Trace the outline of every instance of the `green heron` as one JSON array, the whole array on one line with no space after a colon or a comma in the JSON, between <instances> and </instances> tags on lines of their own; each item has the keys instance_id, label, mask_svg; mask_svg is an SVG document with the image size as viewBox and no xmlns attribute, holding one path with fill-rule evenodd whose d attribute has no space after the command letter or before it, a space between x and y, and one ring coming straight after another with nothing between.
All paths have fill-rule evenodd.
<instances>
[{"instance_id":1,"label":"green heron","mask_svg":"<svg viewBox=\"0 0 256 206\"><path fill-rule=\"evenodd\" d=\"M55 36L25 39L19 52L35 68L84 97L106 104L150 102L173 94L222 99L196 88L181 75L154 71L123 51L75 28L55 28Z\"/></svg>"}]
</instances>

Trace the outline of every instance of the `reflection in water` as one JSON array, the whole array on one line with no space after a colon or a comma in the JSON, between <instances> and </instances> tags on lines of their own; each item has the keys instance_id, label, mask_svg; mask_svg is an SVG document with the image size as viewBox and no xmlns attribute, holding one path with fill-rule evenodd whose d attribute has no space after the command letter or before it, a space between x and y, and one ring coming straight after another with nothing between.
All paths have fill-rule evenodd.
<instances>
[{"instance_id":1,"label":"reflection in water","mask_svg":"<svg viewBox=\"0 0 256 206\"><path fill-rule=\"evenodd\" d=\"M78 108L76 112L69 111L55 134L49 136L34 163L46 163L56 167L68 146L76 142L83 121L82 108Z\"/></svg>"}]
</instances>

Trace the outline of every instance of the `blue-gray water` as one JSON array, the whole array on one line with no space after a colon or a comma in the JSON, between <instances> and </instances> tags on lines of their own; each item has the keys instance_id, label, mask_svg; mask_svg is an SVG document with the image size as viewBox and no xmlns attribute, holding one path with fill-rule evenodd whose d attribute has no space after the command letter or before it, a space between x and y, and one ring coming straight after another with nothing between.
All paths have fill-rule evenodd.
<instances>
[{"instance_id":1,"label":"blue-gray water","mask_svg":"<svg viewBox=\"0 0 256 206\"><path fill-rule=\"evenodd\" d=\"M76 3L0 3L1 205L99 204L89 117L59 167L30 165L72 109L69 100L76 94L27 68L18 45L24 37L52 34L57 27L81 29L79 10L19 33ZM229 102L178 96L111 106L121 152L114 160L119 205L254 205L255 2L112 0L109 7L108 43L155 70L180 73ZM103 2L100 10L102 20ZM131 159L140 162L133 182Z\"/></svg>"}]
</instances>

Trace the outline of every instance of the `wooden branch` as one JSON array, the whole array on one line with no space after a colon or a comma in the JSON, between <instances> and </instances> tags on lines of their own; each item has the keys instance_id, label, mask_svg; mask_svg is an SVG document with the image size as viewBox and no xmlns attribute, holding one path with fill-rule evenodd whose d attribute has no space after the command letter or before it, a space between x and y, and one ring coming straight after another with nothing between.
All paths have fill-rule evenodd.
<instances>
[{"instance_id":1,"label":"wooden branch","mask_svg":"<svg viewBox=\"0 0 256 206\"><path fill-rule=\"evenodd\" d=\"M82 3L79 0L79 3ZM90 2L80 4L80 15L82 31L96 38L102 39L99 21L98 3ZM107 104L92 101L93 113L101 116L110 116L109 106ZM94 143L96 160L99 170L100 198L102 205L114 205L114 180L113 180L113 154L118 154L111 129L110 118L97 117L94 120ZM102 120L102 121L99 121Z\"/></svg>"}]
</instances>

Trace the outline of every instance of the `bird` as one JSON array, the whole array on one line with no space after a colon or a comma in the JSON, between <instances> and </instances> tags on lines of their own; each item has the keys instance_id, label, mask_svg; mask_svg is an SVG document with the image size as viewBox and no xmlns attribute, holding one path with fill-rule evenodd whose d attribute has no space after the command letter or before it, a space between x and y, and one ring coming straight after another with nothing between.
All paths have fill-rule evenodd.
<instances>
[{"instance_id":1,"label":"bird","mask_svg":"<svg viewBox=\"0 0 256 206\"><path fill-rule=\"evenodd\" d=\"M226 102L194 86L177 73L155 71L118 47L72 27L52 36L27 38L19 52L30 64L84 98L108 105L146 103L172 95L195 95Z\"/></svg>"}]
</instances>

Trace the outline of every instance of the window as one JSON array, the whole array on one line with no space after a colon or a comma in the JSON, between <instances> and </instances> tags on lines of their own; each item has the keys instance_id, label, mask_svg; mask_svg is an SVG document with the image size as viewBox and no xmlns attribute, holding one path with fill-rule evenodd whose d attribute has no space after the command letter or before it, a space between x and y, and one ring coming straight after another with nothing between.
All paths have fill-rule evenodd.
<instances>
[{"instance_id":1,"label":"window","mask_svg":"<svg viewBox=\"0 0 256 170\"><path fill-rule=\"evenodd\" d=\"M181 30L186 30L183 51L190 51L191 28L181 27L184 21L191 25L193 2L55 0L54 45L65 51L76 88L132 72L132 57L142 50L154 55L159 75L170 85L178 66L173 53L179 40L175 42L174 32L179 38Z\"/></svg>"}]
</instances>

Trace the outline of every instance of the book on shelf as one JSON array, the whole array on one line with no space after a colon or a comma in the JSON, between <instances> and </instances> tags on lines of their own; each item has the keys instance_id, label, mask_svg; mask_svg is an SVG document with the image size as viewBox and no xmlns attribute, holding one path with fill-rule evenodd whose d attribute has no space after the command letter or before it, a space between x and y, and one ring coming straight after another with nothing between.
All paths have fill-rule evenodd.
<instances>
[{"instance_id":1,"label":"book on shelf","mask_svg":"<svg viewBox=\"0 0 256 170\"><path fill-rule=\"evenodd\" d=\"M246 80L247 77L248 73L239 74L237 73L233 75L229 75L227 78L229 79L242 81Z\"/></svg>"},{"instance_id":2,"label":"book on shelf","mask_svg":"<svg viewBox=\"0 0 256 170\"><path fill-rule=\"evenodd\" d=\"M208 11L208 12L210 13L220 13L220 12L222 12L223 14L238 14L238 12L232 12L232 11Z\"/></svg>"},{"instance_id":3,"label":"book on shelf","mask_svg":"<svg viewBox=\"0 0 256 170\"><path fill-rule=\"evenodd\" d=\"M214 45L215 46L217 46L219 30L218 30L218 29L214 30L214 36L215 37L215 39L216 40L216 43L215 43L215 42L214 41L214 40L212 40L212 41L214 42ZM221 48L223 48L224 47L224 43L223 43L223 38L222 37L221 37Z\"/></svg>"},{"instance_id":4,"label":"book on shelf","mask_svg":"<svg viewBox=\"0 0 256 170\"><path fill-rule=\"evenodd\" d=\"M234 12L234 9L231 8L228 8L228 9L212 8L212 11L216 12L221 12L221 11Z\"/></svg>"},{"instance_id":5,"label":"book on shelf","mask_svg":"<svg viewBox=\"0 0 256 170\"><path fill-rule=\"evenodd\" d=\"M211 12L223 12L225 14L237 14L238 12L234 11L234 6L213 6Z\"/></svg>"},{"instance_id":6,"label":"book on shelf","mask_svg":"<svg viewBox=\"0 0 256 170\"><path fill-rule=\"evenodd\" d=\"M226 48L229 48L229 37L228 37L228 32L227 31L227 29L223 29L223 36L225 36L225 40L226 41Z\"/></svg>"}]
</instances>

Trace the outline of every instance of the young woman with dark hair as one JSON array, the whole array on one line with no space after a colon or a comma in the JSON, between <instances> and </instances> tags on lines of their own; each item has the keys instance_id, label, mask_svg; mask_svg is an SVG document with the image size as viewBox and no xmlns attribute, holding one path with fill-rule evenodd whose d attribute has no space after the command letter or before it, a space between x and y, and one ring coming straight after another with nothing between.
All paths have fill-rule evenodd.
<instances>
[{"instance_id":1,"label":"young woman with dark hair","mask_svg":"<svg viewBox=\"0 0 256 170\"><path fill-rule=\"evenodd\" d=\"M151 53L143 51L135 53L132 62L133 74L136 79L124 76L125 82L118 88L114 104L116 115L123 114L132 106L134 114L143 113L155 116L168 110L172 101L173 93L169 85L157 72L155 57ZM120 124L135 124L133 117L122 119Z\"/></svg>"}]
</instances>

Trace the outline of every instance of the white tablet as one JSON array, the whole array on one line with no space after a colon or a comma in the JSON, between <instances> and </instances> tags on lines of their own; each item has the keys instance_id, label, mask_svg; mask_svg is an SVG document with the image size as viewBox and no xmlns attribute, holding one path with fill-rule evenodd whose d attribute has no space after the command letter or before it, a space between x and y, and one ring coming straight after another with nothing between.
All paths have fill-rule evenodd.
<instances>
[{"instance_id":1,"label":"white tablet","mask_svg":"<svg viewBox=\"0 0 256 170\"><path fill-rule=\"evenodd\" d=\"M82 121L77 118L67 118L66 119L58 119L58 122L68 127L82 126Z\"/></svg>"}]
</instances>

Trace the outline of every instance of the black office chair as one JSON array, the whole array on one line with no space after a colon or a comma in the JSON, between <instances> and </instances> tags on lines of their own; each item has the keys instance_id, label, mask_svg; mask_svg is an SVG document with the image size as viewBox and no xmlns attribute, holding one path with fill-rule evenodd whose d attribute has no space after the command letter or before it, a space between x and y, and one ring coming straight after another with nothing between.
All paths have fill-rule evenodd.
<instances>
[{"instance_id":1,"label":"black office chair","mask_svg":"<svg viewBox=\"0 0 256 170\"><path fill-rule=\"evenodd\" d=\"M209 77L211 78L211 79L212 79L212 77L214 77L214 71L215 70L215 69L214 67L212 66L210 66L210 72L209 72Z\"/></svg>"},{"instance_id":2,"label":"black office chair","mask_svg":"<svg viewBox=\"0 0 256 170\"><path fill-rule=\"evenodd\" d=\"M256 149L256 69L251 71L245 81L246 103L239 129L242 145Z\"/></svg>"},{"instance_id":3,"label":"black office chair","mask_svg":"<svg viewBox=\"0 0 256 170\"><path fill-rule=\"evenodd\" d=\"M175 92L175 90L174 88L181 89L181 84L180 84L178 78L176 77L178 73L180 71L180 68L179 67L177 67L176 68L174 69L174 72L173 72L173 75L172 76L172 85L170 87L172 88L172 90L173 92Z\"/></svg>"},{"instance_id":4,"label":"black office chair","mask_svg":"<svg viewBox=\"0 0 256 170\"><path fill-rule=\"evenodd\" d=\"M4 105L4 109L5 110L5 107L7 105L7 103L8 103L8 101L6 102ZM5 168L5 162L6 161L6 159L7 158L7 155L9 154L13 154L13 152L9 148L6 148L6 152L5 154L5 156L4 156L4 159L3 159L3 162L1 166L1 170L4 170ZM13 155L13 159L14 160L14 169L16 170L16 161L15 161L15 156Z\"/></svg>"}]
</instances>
--
• [CHALLENGE] Return each line of the data above that contains the word "bird".

• [WRITTEN ANSWER]
Trace the outline of every instance of the `bird` as one JSON array, the whole array on one line with no space after a colon or a comma in the JSON, between <instances> and </instances> tags on lines of their own; each item has the keys instance_id, label, mask_svg; mask_svg is an SVG document with the image size as viewBox and no xmlns attribute, holding one path with fill-rule evenodd whose d attribute has no space after the command letter or before it, a space between x and y, and one ring coming straight after another with nothing between.
[{"instance_id":1,"label":"bird","mask_svg":"<svg viewBox=\"0 0 256 206\"><path fill-rule=\"evenodd\" d=\"M226 102L194 86L177 73L155 71L118 47L72 27L52 36L27 38L19 52L30 64L84 98L108 105L146 103L172 95L195 95Z\"/></svg>"}]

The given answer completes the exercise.